▶ Exercise description:
In the listing below, copy word for word the part that opens with the line containing "Practice step: pick out every instance of the rolled-up" and closes with the line containing "[(701, 411)]", both lines included. Leave the pictures out of your copy.

▶ Data shown:
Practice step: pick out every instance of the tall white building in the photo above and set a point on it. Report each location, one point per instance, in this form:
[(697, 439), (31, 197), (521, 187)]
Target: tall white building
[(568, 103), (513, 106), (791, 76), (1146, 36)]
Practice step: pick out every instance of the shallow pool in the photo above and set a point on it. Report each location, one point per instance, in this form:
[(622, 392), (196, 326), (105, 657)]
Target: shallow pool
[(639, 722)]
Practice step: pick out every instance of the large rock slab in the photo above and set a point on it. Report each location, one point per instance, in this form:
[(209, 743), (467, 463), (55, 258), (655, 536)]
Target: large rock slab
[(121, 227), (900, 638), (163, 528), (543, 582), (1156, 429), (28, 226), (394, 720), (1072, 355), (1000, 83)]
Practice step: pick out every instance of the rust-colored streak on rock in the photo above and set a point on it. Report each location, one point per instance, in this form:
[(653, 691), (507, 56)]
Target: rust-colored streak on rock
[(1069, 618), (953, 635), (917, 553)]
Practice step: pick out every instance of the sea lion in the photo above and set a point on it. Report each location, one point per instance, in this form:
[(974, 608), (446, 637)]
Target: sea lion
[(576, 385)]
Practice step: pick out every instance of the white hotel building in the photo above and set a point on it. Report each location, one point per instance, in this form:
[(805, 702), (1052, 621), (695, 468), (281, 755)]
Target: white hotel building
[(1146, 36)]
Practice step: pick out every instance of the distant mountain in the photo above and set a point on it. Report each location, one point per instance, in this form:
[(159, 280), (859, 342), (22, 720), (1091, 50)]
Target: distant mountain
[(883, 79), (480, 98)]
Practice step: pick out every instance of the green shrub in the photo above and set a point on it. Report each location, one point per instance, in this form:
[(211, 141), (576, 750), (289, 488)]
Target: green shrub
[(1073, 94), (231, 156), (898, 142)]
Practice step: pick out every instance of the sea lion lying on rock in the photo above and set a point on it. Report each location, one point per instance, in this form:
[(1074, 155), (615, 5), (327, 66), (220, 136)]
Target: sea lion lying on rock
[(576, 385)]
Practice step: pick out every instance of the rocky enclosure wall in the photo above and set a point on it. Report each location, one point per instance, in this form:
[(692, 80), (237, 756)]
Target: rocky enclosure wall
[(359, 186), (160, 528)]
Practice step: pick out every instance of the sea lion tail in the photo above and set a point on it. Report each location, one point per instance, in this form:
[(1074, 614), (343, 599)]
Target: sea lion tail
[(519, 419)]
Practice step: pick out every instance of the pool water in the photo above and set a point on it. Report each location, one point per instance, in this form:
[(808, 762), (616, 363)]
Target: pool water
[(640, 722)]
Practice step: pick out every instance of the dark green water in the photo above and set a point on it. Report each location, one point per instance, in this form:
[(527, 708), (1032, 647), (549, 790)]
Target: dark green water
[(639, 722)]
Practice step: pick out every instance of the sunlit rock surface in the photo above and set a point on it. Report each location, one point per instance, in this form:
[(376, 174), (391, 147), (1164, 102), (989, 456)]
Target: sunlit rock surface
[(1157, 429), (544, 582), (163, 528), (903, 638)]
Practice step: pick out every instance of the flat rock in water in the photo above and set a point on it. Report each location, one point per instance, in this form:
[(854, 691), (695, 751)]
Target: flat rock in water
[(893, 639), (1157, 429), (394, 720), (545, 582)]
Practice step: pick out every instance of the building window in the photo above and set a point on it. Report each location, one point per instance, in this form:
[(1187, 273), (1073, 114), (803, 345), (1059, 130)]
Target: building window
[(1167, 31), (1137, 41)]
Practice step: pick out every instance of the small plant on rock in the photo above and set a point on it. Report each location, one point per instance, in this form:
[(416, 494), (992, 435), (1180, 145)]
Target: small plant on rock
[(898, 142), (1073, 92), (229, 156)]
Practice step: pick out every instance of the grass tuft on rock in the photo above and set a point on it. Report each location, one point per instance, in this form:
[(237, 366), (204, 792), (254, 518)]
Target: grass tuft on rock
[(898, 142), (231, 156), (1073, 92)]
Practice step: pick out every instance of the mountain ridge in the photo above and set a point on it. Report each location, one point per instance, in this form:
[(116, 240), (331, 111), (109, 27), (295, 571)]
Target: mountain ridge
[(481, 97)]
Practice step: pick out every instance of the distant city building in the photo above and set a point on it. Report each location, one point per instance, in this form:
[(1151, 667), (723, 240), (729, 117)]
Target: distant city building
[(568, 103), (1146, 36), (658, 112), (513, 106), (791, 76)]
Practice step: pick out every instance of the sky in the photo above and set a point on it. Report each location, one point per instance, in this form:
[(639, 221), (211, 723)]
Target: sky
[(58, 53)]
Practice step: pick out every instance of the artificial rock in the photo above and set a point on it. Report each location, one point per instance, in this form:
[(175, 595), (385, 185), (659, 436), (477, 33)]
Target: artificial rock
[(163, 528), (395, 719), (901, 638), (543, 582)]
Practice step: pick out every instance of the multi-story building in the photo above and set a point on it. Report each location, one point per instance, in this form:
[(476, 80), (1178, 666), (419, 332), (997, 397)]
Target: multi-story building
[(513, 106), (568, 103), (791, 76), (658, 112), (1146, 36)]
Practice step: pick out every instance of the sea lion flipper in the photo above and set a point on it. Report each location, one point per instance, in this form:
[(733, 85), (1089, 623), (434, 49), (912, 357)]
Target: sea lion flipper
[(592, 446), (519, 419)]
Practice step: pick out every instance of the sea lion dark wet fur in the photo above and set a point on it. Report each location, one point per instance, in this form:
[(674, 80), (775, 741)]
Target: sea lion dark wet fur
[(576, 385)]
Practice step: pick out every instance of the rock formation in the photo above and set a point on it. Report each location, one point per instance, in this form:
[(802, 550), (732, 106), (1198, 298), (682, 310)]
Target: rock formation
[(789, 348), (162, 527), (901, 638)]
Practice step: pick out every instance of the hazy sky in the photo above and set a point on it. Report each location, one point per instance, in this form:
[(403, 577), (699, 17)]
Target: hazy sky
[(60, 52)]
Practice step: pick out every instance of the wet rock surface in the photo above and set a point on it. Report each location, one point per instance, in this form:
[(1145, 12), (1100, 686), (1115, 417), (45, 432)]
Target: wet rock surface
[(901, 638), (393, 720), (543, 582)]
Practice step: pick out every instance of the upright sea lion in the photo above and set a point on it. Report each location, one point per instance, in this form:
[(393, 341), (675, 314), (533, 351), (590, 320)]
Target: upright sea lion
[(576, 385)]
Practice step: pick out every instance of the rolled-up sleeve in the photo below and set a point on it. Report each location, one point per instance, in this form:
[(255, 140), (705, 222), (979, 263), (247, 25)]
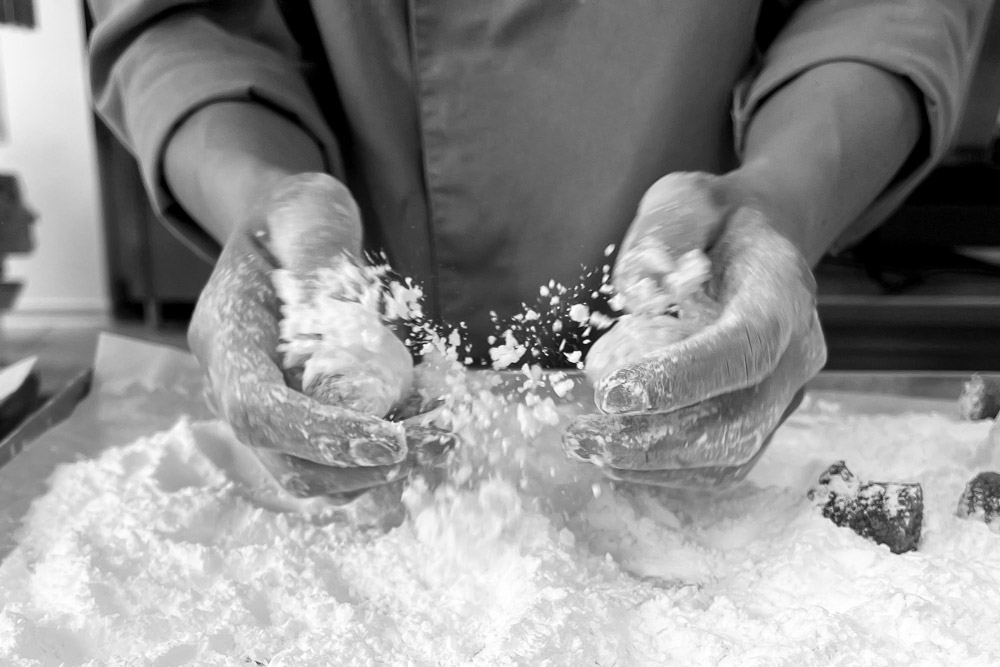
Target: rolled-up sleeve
[(931, 43), (155, 62)]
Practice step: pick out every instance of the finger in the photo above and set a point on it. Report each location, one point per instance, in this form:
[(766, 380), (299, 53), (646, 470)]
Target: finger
[(429, 446), (725, 430), (767, 295), (311, 220), (702, 477), (235, 336), (306, 479)]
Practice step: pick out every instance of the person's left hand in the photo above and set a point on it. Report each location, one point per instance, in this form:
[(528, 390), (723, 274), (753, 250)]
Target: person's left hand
[(701, 411)]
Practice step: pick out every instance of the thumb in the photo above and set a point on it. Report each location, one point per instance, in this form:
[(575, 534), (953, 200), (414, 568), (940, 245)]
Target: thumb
[(681, 213), (311, 220), (685, 211)]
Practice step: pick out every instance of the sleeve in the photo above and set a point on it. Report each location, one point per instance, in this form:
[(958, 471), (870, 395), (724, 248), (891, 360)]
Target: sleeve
[(931, 43), (155, 62)]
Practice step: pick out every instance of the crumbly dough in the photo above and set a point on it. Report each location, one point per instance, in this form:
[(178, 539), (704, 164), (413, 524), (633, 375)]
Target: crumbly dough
[(348, 355), (665, 302), (636, 335)]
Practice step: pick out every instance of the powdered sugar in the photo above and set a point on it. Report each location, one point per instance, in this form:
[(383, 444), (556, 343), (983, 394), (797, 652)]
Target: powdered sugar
[(156, 554)]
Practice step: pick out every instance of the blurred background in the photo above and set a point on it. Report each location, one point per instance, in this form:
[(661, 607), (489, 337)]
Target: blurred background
[(81, 251)]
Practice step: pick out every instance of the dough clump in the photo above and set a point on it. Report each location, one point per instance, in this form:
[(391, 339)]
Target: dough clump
[(332, 330)]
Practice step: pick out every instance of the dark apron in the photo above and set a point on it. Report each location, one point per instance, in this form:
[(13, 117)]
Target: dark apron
[(495, 145)]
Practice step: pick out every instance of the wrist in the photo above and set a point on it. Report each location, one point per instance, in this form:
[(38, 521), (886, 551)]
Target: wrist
[(227, 156)]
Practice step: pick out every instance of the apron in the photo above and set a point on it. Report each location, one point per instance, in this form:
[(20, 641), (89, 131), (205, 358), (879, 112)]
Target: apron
[(495, 145)]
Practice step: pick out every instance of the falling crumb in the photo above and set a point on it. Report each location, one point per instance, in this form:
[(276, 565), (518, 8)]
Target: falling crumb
[(579, 313)]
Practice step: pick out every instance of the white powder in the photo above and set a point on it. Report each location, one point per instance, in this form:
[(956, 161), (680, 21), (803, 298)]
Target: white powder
[(153, 555)]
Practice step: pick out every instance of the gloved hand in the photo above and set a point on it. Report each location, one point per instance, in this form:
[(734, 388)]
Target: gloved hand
[(701, 411), (310, 448)]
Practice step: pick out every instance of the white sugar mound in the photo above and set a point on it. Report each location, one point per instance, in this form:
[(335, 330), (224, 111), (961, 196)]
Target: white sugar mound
[(153, 555)]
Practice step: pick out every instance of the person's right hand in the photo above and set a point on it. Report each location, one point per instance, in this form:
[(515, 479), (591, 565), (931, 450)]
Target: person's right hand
[(310, 448)]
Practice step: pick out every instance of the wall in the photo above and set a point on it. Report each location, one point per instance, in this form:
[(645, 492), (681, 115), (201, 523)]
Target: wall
[(48, 139)]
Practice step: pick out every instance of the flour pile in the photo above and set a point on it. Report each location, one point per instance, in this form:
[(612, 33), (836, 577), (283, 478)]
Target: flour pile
[(174, 550), (153, 555)]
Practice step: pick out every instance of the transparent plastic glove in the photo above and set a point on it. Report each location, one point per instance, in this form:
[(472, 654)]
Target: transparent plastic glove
[(699, 412), (310, 448)]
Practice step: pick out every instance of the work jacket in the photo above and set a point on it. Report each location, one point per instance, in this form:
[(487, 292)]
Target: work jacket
[(497, 145)]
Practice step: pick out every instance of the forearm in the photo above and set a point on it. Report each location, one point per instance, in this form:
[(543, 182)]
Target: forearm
[(227, 155), (824, 146)]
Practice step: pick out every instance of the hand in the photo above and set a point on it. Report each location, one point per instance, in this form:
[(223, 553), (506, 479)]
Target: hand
[(701, 411), (310, 448)]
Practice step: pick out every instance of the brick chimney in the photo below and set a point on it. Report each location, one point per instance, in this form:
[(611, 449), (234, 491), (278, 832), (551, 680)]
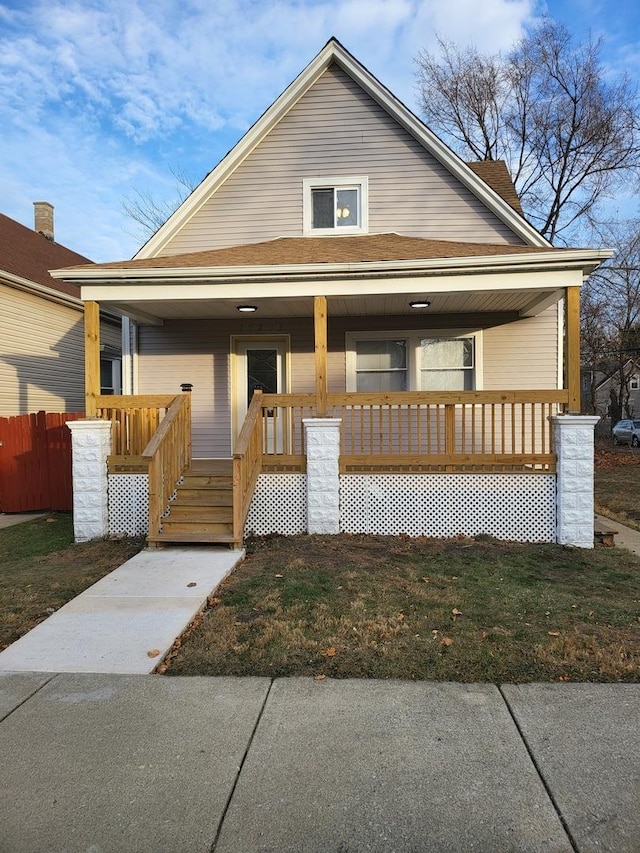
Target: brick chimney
[(43, 219)]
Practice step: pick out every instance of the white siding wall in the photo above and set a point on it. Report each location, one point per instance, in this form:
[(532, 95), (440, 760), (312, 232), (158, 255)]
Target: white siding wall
[(41, 355), (337, 129), (523, 354), (516, 356)]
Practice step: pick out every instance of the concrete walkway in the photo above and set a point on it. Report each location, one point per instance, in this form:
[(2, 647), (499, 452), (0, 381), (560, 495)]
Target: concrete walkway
[(126, 622), (150, 763), (625, 537)]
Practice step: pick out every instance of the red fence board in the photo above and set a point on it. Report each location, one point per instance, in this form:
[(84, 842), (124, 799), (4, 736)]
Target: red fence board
[(35, 462)]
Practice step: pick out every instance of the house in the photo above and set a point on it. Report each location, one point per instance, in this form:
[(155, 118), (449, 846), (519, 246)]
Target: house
[(344, 328), (601, 390), (41, 324)]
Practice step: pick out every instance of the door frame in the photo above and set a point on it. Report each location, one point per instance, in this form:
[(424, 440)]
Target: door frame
[(238, 381)]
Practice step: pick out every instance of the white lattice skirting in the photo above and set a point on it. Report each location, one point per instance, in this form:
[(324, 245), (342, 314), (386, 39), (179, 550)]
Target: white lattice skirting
[(128, 504), (279, 505), (506, 506)]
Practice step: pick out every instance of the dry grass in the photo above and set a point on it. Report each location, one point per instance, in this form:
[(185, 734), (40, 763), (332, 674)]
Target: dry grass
[(393, 607), (617, 483), (41, 569)]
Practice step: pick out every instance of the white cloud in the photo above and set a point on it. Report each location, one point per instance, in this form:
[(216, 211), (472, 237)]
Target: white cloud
[(100, 96)]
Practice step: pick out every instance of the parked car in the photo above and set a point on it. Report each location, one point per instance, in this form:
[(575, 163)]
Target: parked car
[(627, 432)]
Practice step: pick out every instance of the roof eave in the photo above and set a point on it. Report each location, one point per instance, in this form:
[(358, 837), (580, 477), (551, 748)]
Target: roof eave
[(585, 260)]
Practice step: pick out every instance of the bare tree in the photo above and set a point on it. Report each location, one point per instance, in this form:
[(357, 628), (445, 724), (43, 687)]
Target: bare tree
[(149, 212), (611, 316), (569, 133)]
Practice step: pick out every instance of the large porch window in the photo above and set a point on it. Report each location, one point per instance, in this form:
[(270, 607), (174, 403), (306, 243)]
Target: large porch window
[(418, 361)]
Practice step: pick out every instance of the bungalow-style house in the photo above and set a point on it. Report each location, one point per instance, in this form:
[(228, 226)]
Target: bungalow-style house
[(344, 328), (41, 324)]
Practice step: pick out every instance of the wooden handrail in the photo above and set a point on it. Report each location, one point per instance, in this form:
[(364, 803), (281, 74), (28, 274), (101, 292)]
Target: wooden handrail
[(169, 454), (247, 464)]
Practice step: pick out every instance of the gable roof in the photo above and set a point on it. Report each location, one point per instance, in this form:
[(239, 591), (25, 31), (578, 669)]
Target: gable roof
[(496, 174), (26, 258), (334, 52), (347, 255)]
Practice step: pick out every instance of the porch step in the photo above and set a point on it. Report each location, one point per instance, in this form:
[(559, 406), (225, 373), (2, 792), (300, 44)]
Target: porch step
[(195, 525), (202, 512), (186, 538)]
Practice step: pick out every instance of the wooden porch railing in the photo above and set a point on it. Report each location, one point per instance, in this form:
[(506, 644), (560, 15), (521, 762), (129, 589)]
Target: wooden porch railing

▶ Expected answer:
Practice step: pick out every instance of the rolled-up sleeve in the photo below and set a point on it. Report each location, one point per instance, in this form:
[(255, 140), (705, 222), (979, 263), (247, 25)]
Target: rolled-up sleeve
[(931, 43), (155, 62)]
Practice step: pick out every instance of the finger in the photo above and set a point on it. Report each location, one point per instance, in this form:
[(766, 380), (299, 53), (646, 470)]
Target: finger
[(429, 446), (725, 430), (767, 295), (311, 220), (702, 477), (235, 336), (306, 479)]
Practice step: pick out every instance of the person's left hand in the photo above and set a point on it. Report each location, one point per instance, in this form:
[(528, 390), (723, 274), (753, 250)]
Target: person's left hand
[(701, 411)]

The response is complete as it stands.